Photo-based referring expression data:
*** Begin section ***
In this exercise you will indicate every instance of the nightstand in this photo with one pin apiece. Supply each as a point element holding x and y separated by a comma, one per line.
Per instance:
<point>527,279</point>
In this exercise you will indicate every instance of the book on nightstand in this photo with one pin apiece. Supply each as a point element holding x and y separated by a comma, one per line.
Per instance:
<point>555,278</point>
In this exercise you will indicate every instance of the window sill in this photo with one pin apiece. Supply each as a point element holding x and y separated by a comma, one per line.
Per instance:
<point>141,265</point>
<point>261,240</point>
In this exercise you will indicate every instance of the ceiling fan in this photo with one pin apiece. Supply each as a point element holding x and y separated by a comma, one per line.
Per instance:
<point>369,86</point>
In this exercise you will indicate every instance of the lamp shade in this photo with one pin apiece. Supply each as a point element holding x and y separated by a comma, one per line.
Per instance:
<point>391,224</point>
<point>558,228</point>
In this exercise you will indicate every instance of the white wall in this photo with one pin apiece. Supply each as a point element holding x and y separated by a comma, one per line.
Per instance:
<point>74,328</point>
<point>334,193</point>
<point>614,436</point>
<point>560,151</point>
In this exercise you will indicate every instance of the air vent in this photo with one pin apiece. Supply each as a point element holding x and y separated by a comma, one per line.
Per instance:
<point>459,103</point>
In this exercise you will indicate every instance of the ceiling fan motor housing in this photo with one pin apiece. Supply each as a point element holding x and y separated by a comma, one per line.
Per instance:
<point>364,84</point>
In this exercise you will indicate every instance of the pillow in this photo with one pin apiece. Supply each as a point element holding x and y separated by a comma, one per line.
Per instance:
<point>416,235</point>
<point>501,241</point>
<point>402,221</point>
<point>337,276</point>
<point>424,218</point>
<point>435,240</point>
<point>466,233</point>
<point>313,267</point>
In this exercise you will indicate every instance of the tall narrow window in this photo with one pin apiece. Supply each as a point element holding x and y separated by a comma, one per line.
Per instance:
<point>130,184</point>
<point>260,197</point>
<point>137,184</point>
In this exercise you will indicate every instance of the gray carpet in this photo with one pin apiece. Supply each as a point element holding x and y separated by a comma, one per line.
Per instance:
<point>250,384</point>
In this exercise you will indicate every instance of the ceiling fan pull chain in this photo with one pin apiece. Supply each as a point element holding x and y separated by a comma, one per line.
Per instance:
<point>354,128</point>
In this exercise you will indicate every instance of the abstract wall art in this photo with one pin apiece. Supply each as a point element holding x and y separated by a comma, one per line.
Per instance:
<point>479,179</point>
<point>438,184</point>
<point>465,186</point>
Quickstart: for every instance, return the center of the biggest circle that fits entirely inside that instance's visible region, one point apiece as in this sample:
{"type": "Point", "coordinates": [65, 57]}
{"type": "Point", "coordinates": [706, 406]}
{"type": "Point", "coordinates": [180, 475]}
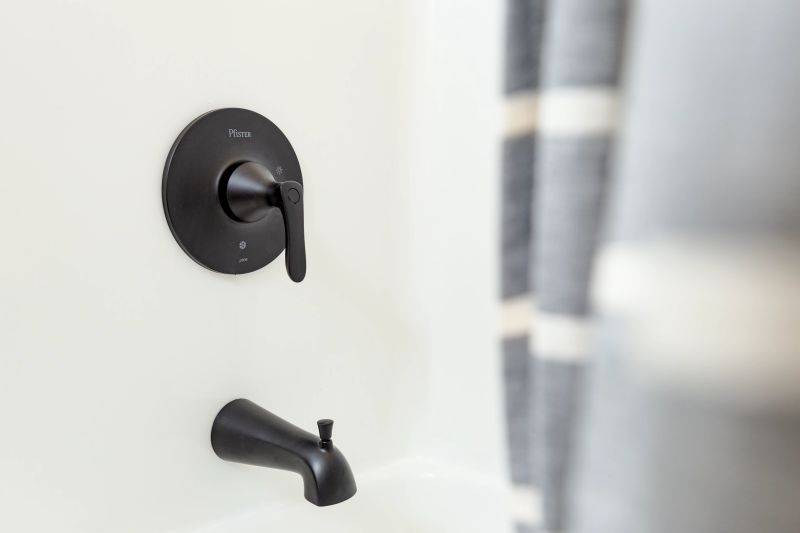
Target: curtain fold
{"type": "Point", "coordinates": [651, 265]}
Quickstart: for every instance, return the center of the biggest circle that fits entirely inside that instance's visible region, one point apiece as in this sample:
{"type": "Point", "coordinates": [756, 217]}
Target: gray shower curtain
{"type": "Point", "coordinates": [651, 265]}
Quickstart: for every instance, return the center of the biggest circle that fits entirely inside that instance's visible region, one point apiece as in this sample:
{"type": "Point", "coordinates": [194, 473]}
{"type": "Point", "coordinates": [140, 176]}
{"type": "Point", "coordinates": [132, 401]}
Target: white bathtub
{"type": "Point", "coordinates": [412, 495]}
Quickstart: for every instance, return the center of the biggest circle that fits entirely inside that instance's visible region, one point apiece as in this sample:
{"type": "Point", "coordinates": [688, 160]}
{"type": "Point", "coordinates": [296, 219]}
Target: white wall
{"type": "Point", "coordinates": [116, 350]}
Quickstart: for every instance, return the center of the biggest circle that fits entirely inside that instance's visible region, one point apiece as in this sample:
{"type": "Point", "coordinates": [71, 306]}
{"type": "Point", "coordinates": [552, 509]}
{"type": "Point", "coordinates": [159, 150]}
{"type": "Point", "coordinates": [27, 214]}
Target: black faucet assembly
{"type": "Point", "coordinates": [245, 433]}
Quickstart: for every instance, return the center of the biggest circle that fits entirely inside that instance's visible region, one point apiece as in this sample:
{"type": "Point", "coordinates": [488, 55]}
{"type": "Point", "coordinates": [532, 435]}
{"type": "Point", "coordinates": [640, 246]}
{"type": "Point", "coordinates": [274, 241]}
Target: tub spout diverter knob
{"type": "Point", "coordinates": [325, 427]}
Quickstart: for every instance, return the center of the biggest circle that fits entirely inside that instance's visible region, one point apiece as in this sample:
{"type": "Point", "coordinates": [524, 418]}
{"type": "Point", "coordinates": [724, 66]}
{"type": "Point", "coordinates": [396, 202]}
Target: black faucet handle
{"type": "Point", "coordinates": [325, 427]}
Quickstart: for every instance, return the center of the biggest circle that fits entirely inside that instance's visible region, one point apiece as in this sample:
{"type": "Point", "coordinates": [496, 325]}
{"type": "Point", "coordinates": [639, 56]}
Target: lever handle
{"type": "Point", "coordinates": [290, 194]}
{"type": "Point", "coordinates": [251, 191]}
*** End section ***
- **TASK**
Lines that contain "nightstand" should be pulled from the entries above and reported.

- **EXPECTED OUTPUT**
In this exercise you will indicate every instance of the nightstand in this photo with one pin apiece. Supply each as a point element holding x and y separated by a comma, one per line.
In this exercise you will indicate every instance of the book on nightstand in this photo with one pin apiece. Supply each as a point element holding x and y separated by a comma, one per line.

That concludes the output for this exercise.